→ 提示された文章
昨年末から、卒業証書に記す3年生の名前の練習を始めた。
まずは正則に従おうと、パソコンを使って手本を印刷し、トレース台に乗せて写し書きをする。だが、目の前には手本が鮮明に見えているのに、そのとおりに筆は動かない。筆者の意図しないところに突如はみ出す。自分の癖が露わになる。一文字書いては天井を仰いでため息をつくことを繰り返した。それでも何枚か書くうちに少しずつ手本に近づいてくる。もうこれでいいじゃないかと飽きがくると同時に、まだまだ良くなるかもと欲が出てくる。

誰かに見てもらって「上手いね」「上手だね」と言ってもらえればもっと意欲が湧くのではないか。毎朝校長室前に掲示し、3年生からコメントを書いてもらえば励みになると考えた。素直で優しい子どもたちは、毎日のように多くの「いいね!!」マークを返してくれた。中には、「旁(つくり)の部分をもうちょっと小さめに。」や、「三画目の始筆をもうちょっと上から。」などといった忖度しない反応もあるが、フィルターバブルやエコーチェンバーに陥っていない証拠だと考えることにしてリクエストに応えている。

→ 抽出した情報
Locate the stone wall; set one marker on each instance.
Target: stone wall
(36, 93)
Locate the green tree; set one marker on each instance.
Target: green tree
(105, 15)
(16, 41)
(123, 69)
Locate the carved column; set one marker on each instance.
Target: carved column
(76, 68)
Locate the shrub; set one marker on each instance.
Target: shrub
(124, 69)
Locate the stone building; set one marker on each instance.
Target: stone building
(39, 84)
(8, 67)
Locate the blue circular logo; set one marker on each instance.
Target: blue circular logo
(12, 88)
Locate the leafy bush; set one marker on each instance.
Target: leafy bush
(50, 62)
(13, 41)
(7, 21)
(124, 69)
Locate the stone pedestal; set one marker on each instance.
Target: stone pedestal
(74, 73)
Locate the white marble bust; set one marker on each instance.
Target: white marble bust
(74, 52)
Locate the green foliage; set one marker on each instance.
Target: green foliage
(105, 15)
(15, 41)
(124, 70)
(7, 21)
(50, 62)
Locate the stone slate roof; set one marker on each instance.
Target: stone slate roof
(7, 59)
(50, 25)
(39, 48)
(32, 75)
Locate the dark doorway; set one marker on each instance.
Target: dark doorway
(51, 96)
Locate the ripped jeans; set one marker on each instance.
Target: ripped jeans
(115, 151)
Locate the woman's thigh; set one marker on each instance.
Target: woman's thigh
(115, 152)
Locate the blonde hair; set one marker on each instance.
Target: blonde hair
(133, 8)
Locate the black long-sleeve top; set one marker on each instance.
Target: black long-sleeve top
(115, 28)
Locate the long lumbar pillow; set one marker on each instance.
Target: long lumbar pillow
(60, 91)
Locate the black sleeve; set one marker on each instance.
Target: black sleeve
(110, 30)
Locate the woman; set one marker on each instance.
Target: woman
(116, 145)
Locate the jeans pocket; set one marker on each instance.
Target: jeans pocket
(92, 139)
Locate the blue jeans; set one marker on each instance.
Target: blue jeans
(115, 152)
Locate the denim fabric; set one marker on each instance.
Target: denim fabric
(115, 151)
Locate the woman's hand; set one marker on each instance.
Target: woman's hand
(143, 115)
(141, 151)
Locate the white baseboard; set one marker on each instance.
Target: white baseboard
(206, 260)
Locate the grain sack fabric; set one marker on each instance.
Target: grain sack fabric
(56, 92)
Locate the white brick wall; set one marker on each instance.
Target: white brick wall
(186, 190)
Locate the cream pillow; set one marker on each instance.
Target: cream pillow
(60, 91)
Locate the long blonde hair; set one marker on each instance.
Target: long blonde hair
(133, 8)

→ 取り組む課題
#1 提示された文章によると、筆者が卒業証書に記す3年生の名前の練習を始めたのはいつからか。
#2 次の(a)〜(c)が提示された文章の内容と合っているかどうかを、それぞれ「はい」か「いいえ」で答え、判断の根拠となる本文の語句をそのまま引用せよ。
(a) 筆者は手本をトレース台に乗せて写し書きをした。
(b) 3年生から返ってきた反応は「いいね!!」マークだけだった。
(c) 筆者は忖度しない反応に応えていない。
#3 提示された文章から、「昨年末から、卒業証書に記す3年生の名前の練習を始めた。」という語句のあるところで書き始め、「良くなるかもと欲が出てくる。」を書いたところで止めて、一字一句そのまま書き写せ。
抽出した情報の各行は、提示された文章とは別の資料である。

→ 課題の解答
#1 昨年末からである。

#2
(a) はい。「パソコンを使って手本を印刷し、トレース台に乗せて写し書きをする」
(b) いいえ。「中には、「旁(つくり)の部分をもうちょっと小さめに。」や、「三画目の始筆をもうちょっと上から。」などといった忖度しない反応もある」
(c) いいえ。「フィルターバブルやエコーチェンバーに陥っていない証拠だと考えることにしてリクエストに応えている」

#3
昨年末から、卒業証書に記す3年生の名前の練習を始めた。
まずは正則に従おうと、パソコンを使って手本を印刷し、トレース台に乗せて写し書きをする。だが、目の前には手本が鮮明に見えているのに、そのとおりに筆は動かない。筆者の意図しないところに突如はみ出す。自分の癖が露わになる。一文字書いては天井を仰いでため息をつくことを繰り返した。それでも何枚か書くうちに少しずつ手本に近づいてくる。もうこれでいいじゃないかと飽きがくると同時に、まだまだ良くなるかもと欲が出てくる。